◆ **Task to complete**
Below is a set of entries. Print the line that contains "of the young" and every later line word for word, through the final one.

[Records excerpted from a collection]

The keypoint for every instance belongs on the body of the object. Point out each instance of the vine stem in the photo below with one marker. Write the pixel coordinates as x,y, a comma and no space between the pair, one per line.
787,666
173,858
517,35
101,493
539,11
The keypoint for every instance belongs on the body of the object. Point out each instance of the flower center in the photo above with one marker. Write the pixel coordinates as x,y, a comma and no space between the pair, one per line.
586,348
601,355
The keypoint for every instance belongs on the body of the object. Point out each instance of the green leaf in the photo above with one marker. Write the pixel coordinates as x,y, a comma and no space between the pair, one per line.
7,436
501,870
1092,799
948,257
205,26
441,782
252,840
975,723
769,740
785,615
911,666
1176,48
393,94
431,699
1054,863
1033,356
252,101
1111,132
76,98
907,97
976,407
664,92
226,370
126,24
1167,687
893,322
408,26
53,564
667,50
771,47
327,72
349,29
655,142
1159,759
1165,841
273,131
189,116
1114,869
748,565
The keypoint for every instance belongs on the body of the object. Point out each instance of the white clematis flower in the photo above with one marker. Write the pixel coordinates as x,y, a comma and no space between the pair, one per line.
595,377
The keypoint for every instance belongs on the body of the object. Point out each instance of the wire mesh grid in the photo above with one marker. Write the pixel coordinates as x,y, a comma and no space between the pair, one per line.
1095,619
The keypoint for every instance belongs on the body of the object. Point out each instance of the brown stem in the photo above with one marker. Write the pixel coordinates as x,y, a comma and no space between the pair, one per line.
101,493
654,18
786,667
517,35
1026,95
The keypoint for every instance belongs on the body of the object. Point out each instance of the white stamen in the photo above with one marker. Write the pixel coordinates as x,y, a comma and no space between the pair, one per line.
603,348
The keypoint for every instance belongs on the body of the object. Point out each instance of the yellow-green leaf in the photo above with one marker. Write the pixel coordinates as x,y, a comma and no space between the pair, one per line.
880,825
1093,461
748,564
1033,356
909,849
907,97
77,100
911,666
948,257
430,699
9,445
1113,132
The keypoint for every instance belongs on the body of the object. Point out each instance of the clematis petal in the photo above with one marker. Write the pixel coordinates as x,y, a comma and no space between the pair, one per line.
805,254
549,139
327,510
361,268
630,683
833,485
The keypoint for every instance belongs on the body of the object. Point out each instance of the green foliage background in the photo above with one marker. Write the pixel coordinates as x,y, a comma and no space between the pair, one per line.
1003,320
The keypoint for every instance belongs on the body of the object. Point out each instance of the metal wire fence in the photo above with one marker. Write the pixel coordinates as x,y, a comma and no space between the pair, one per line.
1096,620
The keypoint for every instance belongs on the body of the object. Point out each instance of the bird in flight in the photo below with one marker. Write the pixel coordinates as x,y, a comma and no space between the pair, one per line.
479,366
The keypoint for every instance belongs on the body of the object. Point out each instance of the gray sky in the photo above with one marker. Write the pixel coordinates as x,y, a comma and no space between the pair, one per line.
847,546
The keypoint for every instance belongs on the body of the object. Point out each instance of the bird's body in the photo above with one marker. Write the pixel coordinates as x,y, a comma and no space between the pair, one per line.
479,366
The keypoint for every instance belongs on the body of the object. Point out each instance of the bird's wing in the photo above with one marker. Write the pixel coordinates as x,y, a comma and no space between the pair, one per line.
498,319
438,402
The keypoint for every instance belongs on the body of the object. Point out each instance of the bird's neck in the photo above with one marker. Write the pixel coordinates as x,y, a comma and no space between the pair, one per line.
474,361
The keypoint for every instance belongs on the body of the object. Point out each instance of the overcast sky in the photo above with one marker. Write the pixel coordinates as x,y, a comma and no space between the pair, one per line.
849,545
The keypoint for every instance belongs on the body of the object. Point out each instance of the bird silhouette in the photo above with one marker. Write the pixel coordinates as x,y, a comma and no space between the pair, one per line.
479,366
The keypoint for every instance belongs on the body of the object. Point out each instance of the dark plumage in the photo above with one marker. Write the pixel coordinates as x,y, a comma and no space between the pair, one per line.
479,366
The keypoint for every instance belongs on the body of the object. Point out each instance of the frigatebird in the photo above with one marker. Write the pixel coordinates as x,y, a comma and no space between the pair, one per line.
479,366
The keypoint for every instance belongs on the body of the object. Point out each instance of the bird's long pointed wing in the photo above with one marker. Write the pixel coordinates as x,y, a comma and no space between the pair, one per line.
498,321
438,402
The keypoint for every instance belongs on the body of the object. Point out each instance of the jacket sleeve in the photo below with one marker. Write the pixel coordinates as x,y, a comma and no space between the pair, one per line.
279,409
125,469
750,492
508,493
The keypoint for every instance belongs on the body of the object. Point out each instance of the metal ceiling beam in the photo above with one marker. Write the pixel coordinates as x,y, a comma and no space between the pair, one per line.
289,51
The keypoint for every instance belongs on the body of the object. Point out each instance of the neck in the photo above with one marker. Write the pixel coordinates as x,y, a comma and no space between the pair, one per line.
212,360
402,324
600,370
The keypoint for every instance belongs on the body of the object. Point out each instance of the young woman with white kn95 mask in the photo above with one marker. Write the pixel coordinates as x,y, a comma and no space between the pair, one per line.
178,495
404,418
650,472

◆ **Reply to the task**
The keypoint for every instance belongs on the body of the object. Point out each instance of the young woman with white kn95 mask in the photo above with one marker. Write the pixel coordinates as x,y, a comma and no space between the pair, one per line.
178,495
404,418
650,472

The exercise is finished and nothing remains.